-- Start of Stored records --

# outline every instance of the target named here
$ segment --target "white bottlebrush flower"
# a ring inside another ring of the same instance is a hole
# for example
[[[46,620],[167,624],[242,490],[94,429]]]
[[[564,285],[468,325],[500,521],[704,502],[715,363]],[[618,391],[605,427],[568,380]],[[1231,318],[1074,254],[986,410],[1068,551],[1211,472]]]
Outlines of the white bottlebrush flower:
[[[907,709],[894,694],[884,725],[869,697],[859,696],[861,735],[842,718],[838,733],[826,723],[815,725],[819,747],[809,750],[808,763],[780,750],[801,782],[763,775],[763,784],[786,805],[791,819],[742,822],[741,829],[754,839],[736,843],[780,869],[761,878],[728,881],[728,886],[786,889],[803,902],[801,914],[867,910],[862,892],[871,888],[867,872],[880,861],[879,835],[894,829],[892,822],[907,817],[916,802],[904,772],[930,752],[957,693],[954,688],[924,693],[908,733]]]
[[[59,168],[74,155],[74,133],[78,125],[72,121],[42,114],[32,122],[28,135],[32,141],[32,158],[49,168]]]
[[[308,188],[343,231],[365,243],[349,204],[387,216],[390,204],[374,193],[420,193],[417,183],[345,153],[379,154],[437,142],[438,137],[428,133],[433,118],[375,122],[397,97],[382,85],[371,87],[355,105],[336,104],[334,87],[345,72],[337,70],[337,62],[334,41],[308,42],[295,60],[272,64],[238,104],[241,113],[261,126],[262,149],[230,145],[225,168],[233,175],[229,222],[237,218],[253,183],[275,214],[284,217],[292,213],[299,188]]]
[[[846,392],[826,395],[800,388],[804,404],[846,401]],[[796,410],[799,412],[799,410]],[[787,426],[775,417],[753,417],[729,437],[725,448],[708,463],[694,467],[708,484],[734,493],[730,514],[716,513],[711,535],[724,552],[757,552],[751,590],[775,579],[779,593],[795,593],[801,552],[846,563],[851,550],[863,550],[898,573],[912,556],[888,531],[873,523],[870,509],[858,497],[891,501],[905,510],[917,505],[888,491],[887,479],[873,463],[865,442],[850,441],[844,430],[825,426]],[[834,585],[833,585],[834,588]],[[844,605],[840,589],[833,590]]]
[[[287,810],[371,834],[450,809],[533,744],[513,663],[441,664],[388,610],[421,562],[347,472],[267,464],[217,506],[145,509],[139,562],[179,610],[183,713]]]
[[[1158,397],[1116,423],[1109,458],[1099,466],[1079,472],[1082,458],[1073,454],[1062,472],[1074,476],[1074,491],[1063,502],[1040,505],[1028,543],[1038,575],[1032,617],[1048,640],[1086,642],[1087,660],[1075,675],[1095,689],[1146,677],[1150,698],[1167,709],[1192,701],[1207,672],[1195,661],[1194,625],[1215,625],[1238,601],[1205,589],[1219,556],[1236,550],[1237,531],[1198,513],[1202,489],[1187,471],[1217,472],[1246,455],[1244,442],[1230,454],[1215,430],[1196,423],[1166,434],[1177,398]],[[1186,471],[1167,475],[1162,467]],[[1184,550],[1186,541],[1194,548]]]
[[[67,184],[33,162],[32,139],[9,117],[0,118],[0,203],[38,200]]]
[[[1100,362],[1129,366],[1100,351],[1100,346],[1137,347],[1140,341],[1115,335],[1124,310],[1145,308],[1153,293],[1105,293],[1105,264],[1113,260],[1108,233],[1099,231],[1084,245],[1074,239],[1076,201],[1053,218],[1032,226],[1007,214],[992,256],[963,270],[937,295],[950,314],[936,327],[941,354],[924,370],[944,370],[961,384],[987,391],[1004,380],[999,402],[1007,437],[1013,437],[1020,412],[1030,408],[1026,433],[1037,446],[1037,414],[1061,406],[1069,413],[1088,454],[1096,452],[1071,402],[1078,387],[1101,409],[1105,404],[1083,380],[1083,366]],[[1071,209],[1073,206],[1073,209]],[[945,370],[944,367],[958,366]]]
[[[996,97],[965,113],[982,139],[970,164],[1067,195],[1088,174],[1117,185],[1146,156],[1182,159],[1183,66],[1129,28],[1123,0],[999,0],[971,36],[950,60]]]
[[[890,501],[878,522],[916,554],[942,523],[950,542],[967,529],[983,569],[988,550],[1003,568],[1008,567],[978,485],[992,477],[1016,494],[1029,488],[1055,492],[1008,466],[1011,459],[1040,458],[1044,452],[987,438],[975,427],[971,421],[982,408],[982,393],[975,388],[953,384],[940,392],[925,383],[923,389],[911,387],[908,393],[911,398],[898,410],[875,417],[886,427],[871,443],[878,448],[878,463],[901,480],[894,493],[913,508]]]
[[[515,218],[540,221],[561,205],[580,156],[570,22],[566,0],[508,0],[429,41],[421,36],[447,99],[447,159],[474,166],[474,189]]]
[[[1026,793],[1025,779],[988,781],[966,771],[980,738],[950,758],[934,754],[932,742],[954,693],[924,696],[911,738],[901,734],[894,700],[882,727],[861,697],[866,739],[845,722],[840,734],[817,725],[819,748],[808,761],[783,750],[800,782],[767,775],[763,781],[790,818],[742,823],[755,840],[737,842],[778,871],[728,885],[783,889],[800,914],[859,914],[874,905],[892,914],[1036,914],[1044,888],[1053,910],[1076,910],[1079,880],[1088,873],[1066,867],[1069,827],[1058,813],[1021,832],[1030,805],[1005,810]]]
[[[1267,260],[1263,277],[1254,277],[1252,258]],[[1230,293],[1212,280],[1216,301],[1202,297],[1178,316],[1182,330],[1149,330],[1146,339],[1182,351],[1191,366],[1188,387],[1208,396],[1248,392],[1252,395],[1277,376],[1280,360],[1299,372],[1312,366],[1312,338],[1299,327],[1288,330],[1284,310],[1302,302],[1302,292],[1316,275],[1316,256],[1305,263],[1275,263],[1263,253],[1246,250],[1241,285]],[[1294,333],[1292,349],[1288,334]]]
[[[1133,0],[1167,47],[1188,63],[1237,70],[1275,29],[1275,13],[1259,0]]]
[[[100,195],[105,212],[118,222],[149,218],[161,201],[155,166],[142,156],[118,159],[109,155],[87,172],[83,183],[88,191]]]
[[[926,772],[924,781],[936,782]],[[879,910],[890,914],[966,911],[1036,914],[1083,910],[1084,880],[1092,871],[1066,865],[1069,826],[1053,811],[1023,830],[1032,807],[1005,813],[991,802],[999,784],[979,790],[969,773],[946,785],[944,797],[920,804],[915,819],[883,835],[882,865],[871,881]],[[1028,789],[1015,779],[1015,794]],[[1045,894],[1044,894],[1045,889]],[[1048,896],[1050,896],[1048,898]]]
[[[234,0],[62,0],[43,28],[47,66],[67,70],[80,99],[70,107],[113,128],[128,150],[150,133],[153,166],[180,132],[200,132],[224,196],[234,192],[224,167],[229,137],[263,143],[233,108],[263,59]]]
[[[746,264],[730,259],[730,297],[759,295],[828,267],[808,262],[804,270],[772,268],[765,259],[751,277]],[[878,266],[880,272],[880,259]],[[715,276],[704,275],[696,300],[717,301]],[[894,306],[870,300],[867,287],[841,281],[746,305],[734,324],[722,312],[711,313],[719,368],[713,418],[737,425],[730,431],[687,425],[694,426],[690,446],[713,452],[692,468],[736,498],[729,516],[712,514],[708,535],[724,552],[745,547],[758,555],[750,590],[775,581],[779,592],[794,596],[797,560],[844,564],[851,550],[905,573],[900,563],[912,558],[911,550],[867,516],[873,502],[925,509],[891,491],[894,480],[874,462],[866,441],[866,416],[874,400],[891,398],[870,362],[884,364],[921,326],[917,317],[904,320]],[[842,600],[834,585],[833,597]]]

-- End of Stored records --

Request
Pull every line of the listing above and reproduce each one character for character.

Response
# outline every instance of the target named here
$ segment --target "white bottlebrush flower"
# a ring inside another ring of the same instance is a hole
# for example
[[[46,620],[167,624],[242,490],[94,429]]]
[[[564,285],[468,325],[500,521],[704,502],[715,363]],[[618,391],[605,427],[568,380]],[[1231,318],[1074,254],[986,410],[1068,551],[1211,472]]]
Outlines of the white bottlebrush flower:
[[[907,709],[894,694],[884,725],[869,697],[859,696],[861,735],[842,718],[838,733],[826,723],[815,725],[819,747],[809,750],[808,763],[780,750],[801,782],[763,775],[763,784],[786,805],[791,819],[742,822],[741,829],[754,839],[736,843],[780,869],[761,878],[728,881],[728,886],[786,889],[803,902],[801,914],[867,910],[862,892],[871,888],[867,872],[880,861],[879,835],[894,829],[892,822],[907,817],[916,802],[904,772],[930,752],[957,693],[954,688],[924,693],[908,733]]]
[[[59,168],[74,155],[74,133],[78,125],[72,121],[42,114],[32,122],[28,135],[32,141],[32,158],[49,168]]]
[[[308,188],[343,231],[365,243],[349,204],[387,216],[390,204],[374,193],[420,193],[417,183],[345,153],[379,154],[437,142],[438,137],[428,133],[433,118],[375,122],[397,97],[382,85],[371,87],[355,105],[336,104],[334,87],[345,72],[337,70],[337,62],[334,41],[308,42],[295,60],[272,64],[238,104],[241,113],[261,126],[262,149],[230,145],[225,168],[233,175],[229,222],[237,218],[253,183],[275,214],[284,217],[292,213],[299,188]]]
[[[846,392],[826,395],[800,388],[804,404],[846,401]],[[796,410],[799,412],[799,410]],[[787,426],[775,417],[753,417],[729,437],[725,448],[708,463],[694,467],[708,484],[734,493],[730,514],[716,513],[711,535],[724,552],[757,552],[751,590],[775,579],[779,593],[795,593],[801,552],[846,563],[851,550],[863,550],[898,573],[912,556],[888,531],[873,523],[870,509],[858,497],[891,501],[905,510],[917,505],[888,491],[887,479],[873,463],[865,442],[850,441],[844,430],[825,426]],[[834,585],[833,585],[834,588]],[[844,605],[840,589],[833,590]]]
[[[287,810],[371,834],[450,809],[533,744],[513,663],[441,664],[388,610],[421,562],[347,472],[267,464],[217,506],[145,509],[139,562],[179,610],[183,713]]]
[[[1158,397],[1116,423],[1109,458],[1099,466],[1079,472],[1082,458],[1073,454],[1062,472],[1074,476],[1074,491],[1063,502],[1040,505],[1028,543],[1038,575],[1032,617],[1048,640],[1086,642],[1087,660],[1075,675],[1095,689],[1146,677],[1150,698],[1167,709],[1192,701],[1207,672],[1195,661],[1194,625],[1215,625],[1238,601],[1205,589],[1219,556],[1236,550],[1237,531],[1198,513],[1202,489],[1187,471],[1217,472],[1246,455],[1244,442],[1230,454],[1215,430],[1196,423],[1166,434],[1177,398]],[[1186,471],[1167,475],[1162,467]],[[1184,550],[1186,541],[1194,548]]]
[[[67,184],[33,162],[32,139],[9,117],[0,118],[0,203],[38,200]]]
[[[1100,362],[1129,366],[1100,351],[1100,346],[1137,347],[1140,341],[1115,335],[1124,310],[1145,308],[1153,293],[1105,293],[1105,264],[1113,260],[1108,233],[1099,231],[1084,245],[1074,239],[1076,201],[1053,218],[1032,226],[1007,214],[992,256],[963,270],[937,295],[950,314],[936,327],[941,354],[924,370],[944,370],[961,384],[987,391],[1004,380],[999,402],[1007,437],[1013,437],[1020,412],[1030,408],[1026,433],[1037,446],[1037,414],[1061,406],[1069,413],[1088,454],[1096,452],[1071,402],[1078,387],[1101,409],[1105,404],[1083,380],[1083,366]],[[1071,209],[1073,206],[1073,209]],[[945,370],[944,367],[958,366]]]
[[[996,97],[965,113],[982,139],[970,164],[1067,195],[1088,174],[1117,185],[1146,156],[1182,159],[1183,66],[1129,28],[1123,0],[999,0],[971,36],[950,60]]]
[[[890,501],[878,522],[916,554],[942,523],[950,542],[967,529],[983,569],[988,550],[1003,568],[1008,567],[978,485],[992,477],[1016,494],[1029,488],[1055,492],[1008,466],[1011,459],[1040,458],[1044,452],[987,438],[975,427],[971,421],[982,408],[982,393],[975,388],[953,384],[940,392],[925,383],[923,389],[911,387],[908,393],[911,398],[898,410],[875,417],[886,427],[871,443],[878,448],[878,463],[901,480],[894,493],[913,508]]]
[[[515,218],[540,221],[561,205],[580,156],[570,22],[566,0],[508,0],[429,41],[421,36],[447,99],[447,159],[474,166],[474,189]]]
[[[1026,793],[1025,779],[988,781],[966,771],[980,738],[950,758],[934,754],[932,742],[954,693],[924,696],[911,738],[901,734],[894,700],[882,727],[861,697],[866,739],[845,722],[840,734],[817,725],[819,748],[808,761],[783,750],[800,782],[767,775],[763,781],[790,818],[742,823],[755,840],[737,842],[778,871],[728,885],[783,889],[800,914],[859,914],[874,905],[892,914],[1036,914],[1044,888],[1053,910],[1076,910],[1079,880],[1088,873],[1066,867],[1069,827],[1058,813],[1021,832],[1030,805],[1005,810]]]
[[[1267,260],[1263,277],[1254,277],[1252,258]],[[1230,293],[1212,280],[1216,301],[1202,297],[1178,316],[1182,330],[1149,330],[1146,339],[1182,351],[1191,366],[1188,387],[1208,396],[1248,392],[1252,395],[1277,376],[1280,360],[1299,372],[1312,366],[1312,338],[1299,327],[1288,330],[1284,310],[1302,302],[1302,292],[1316,275],[1316,256],[1305,263],[1275,263],[1263,253],[1246,250],[1241,285]],[[1294,333],[1292,349],[1288,334]]]
[[[1133,0],[1167,47],[1188,63],[1237,70],[1275,29],[1275,13],[1259,0]]]
[[[100,195],[105,212],[118,222],[149,218],[161,201],[155,166],[142,156],[118,159],[109,155],[87,172],[83,183],[88,191]]]
[[[926,772],[924,781],[936,782]],[[879,910],[890,914],[966,911],[1036,914],[1083,910],[1084,880],[1092,871],[1066,865],[1069,826],[1053,811],[1023,830],[1032,807],[1005,813],[991,802],[999,784],[979,790],[969,773],[946,785],[944,797],[920,804],[915,819],[883,835],[882,865],[871,881]],[[1028,789],[1015,779],[1015,794]],[[1045,894],[1044,894],[1045,889]],[[1048,896],[1050,896],[1048,898]]]
[[[234,0],[62,0],[43,28],[47,66],[67,70],[80,99],[70,107],[113,128],[128,150],[150,133],[153,166],[180,132],[200,132],[224,196],[234,192],[224,167],[229,137],[263,143],[233,108],[263,59]]]
[[[746,264],[730,259],[730,297],[759,295],[828,267],[808,262],[804,270],[772,268],[765,259],[751,277]],[[878,266],[880,272],[880,259]],[[715,276],[704,275],[696,300],[717,301]],[[894,306],[870,300],[867,287],[841,281],[746,305],[734,324],[722,312],[711,313],[719,368],[713,418],[737,425],[730,431],[687,425],[694,426],[690,446],[713,452],[692,468],[736,498],[729,516],[712,514],[708,535],[724,552],[745,547],[758,555],[750,590],[775,581],[779,592],[794,596],[797,560],[844,564],[851,550],[905,573],[900,563],[912,558],[911,550],[867,516],[873,502],[925,509],[891,491],[894,480],[874,462],[866,441],[866,416],[874,400],[891,398],[870,362],[884,364],[921,326],[917,317],[904,320]],[[842,600],[834,585],[833,597]]]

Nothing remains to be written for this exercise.